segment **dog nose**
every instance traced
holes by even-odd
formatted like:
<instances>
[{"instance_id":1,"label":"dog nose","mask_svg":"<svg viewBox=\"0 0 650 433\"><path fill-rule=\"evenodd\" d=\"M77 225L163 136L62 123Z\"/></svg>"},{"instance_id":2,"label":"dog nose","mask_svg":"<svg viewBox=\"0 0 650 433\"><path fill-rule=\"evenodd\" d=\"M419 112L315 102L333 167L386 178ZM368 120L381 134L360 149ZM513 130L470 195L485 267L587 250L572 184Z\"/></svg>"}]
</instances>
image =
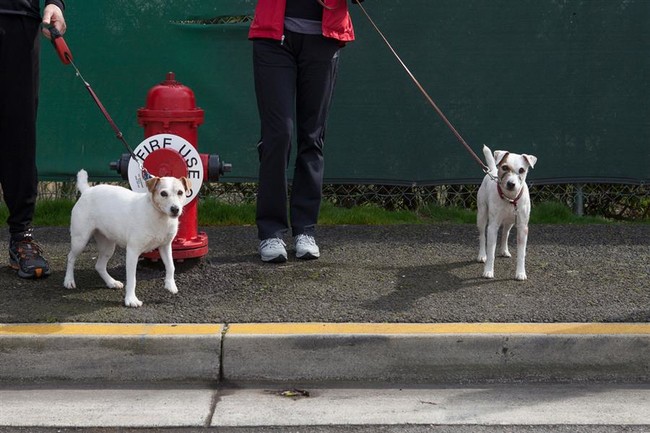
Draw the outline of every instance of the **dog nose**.
<instances>
[{"instance_id":1,"label":"dog nose","mask_svg":"<svg viewBox=\"0 0 650 433\"><path fill-rule=\"evenodd\" d=\"M509 190L515 189L515 183L513 181L506 182L506 188L508 188Z\"/></svg>"},{"instance_id":2,"label":"dog nose","mask_svg":"<svg viewBox=\"0 0 650 433\"><path fill-rule=\"evenodd\" d=\"M180 209L178 208L178 206L172 206L172 207L169 208L169 211L172 213L172 215L176 216L176 215L178 215L178 212L180 211Z\"/></svg>"}]
</instances>

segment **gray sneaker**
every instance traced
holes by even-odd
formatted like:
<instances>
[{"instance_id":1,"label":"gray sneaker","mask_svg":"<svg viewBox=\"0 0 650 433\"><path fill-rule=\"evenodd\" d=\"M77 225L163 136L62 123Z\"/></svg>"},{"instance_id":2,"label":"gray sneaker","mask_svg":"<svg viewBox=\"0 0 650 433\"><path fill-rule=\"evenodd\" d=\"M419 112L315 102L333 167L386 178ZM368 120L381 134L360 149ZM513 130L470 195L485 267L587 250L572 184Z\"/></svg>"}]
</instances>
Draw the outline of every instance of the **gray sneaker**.
<instances>
[{"instance_id":1,"label":"gray sneaker","mask_svg":"<svg viewBox=\"0 0 650 433\"><path fill-rule=\"evenodd\" d=\"M299 259L311 260L320 257L320 250L313 236L298 235L295 239L295 245L296 257Z\"/></svg>"},{"instance_id":2,"label":"gray sneaker","mask_svg":"<svg viewBox=\"0 0 650 433\"><path fill-rule=\"evenodd\" d=\"M260 242L260 256L263 262L284 263L287 261L286 244L280 238L268 238Z\"/></svg>"}]
</instances>

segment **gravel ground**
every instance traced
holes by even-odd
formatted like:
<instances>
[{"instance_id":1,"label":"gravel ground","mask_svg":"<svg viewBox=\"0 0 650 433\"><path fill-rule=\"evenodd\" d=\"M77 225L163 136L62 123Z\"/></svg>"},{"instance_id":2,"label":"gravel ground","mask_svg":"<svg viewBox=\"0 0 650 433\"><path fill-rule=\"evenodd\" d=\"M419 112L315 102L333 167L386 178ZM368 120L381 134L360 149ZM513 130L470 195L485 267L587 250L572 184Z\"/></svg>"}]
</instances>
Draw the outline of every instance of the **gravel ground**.
<instances>
[{"instance_id":1,"label":"gravel ground","mask_svg":"<svg viewBox=\"0 0 650 433\"><path fill-rule=\"evenodd\" d=\"M144 306L132 309L95 272L92 243L77 261L78 289L63 288L68 229L39 228L52 275L22 280L0 268L0 323L650 320L649 225L533 225L523 282L514 257L481 278L473 225L323 226L319 260L296 260L290 248L280 265L259 260L254 227L204 230L210 252L177 264L177 295L163 288L162 263L140 262ZM123 250L109 272L124 279Z\"/></svg>"}]
</instances>

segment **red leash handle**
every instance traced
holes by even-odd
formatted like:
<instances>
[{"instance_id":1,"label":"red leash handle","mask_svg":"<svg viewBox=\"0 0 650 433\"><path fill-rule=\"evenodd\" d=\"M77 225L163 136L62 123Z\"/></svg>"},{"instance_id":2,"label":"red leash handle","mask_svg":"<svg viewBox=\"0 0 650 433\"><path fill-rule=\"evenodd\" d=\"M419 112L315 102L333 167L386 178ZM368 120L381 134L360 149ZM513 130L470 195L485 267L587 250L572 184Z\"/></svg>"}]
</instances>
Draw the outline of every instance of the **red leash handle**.
<instances>
[{"instance_id":1,"label":"red leash handle","mask_svg":"<svg viewBox=\"0 0 650 433\"><path fill-rule=\"evenodd\" d=\"M64 65L69 65L72 61L72 52L68 48L68 44L65 43L63 35L52 25L47 27L47 30L50 32L50 39L56 53L59 55L59 59Z\"/></svg>"}]
</instances>

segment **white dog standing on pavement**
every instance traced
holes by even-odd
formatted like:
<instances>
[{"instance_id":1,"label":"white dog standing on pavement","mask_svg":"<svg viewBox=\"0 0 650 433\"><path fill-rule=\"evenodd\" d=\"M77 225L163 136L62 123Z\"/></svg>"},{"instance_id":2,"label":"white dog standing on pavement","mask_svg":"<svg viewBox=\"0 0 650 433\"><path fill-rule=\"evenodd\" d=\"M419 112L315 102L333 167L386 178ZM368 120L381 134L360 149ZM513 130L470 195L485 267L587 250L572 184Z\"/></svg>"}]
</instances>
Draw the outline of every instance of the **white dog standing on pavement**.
━━━━━━━━
Problem to solve: Only the pictures are to be left out; repeat everything else in the records above exactly.

Output below:
segment **dog nose**
every instance traced
holes by even-odd
formatted like:
<instances>
[{"instance_id":1,"label":"dog nose","mask_svg":"<svg viewBox=\"0 0 650 433\"><path fill-rule=\"evenodd\" d=\"M77 225L163 136L62 123Z\"/></svg>"},{"instance_id":2,"label":"dog nose","mask_svg":"<svg viewBox=\"0 0 650 433\"><path fill-rule=\"evenodd\" d=\"M419 112L315 102L333 167L386 178ZM368 120L381 134L360 149ZM513 130L470 195L485 267L587 250L572 184Z\"/></svg>"}]
</instances>
image =
Draw the outline of every instance of the **dog nose**.
<instances>
[{"instance_id":1,"label":"dog nose","mask_svg":"<svg viewBox=\"0 0 650 433\"><path fill-rule=\"evenodd\" d=\"M509 190L515 189L515 183L513 181L506 182L506 188L508 188Z\"/></svg>"},{"instance_id":2,"label":"dog nose","mask_svg":"<svg viewBox=\"0 0 650 433\"><path fill-rule=\"evenodd\" d=\"M180 209L178 208L178 206L172 206L172 207L169 208L169 211L172 213L172 215L176 216L176 215L178 215L178 212L180 211Z\"/></svg>"}]
</instances>

segment **gray sneaker**
every instance traced
holes by even-odd
formatted like:
<instances>
[{"instance_id":1,"label":"gray sneaker","mask_svg":"<svg viewBox=\"0 0 650 433\"><path fill-rule=\"evenodd\" d=\"M77 225L163 136L62 123Z\"/></svg>"},{"instance_id":2,"label":"gray sneaker","mask_svg":"<svg viewBox=\"0 0 650 433\"><path fill-rule=\"evenodd\" d=\"M419 112L315 102L333 167L386 178ZM368 120L381 134L360 149ZM513 130L470 195L485 267L587 250L572 184Z\"/></svg>"}]
</instances>
Draw the outline of every instance of the **gray sneaker**.
<instances>
[{"instance_id":1,"label":"gray sneaker","mask_svg":"<svg viewBox=\"0 0 650 433\"><path fill-rule=\"evenodd\" d=\"M299 259L311 260L320 257L320 250L313 236L298 235L295 239L295 245L296 257Z\"/></svg>"},{"instance_id":2,"label":"gray sneaker","mask_svg":"<svg viewBox=\"0 0 650 433\"><path fill-rule=\"evenodd\" d=\"M260 242L260 256L263 262L284 263L287 261L286 244L280 238L268 238Z\"/></svg>"}]
</instances>

segment **gravel ground**
every instance traced
holes by even-odd
formatted like:
<instances>
[{"instance_id":1,"label":"gravel ground","mask_svg":"<svg viewBox=\"0 0 650 433\"><path fill-rule=\"evenodd\" d=\"M77 225L163 136L62 123Z\"/></svg>"},{"instance_id":2,"label":"gravel ground","mask_svg":"<svg viewBox=\"0 0 650 433\"><path fill-rule=\"evenodd\" d=\"M419 112L315 102L333 167L386 178ZM368 120L381 134L360 149ZM513 130L470 195L485 267L587 250L572 184Z\"/></svg>"}]
</instances>
Draw the outline of every instance of the **gravel ground**.
<instances>
[{"instance_id":1,"label":"gravel ground","mask_svg":"<svg viewBox=\"0 0 650 433\"><path fill-rule=\"evenodd\" d=\"M144 306L132 309L95 272L92 243L77 261L78 289L63 288L68 229L39 228L52 275L22 280L0 268L0 323L650 320L649 225L533 225L523 282L514 257L481 278L473 225L323 226L319 260L296 260L290 248L280 265L259 260L254 227L204 230L210 252L177 264L177 295L163 288L162 263L140 262ZM123 250L109 272L124 279Z\"/></svg>"}]
</instances>

segment **red leash handle**
every instance traced
holes by even-odd
formatted like:
<instances>
[{"instance_id":1,"label":"red leash handle","mask_svg":"<svg viewBox=\"0 0 650 433\"><path fill-rule=\"evenodd\" d=\"M77 225L163 136L62 123Z\"/></svg>"},{"instance_id":2,"label":"red leash handle","mask_svg":"<svg viewBox=\"0 0 650 433\"><path fill-rule=\"evenodd\" d=\"M419 112L315 102L333 167L386 178ZM368 120L381 134L360 149ZM513 130L470 195L485 267L587 250L572 184Z\"/></svg>"}]
</instances>
Draw the outline of every instance of the **red leash handle**.
<instances>
[{"instance_id":1,"label":"red leash handle","mask_svg":"<svg viewBox=\"0 0 650 433\"><path fill-rule=\"evenodd\" d=\"M64 65L69 65L72 61L72 52L68 48L68 44L65 43L63 35L52 25L47 27L47 30L50 32L50 39L56 53L59 55L59 59Z\"/></svg>"}]
</instances>

segment **white dog standing on pavement**
every instance traced
holes by even-odd
formatted like:
<instances>
[{"instance_id":1,"label":"white dog standing on pavement","mask_svg":"<svg viewBox=\"0 0 650 433\"><path fill-rule=\"evenodd\" d=\"M77 225L163 136L62 123Z\"/></svg>"},{"instance_id":2,"label":"white dog standing on pavement","mask_svg":"<svg viewBox=\"0 0 650 433\"><path fill-rule=\"evenodd\" d=\"M419 112L315 102L333 167L386 178ZM368 120L381 134L360 149ZM513 130L470 195L485 267L587 250L572 184Z\"/></svg>"}]
</instances>
Draw the outline of every instance of the **white dog standing on pavement**.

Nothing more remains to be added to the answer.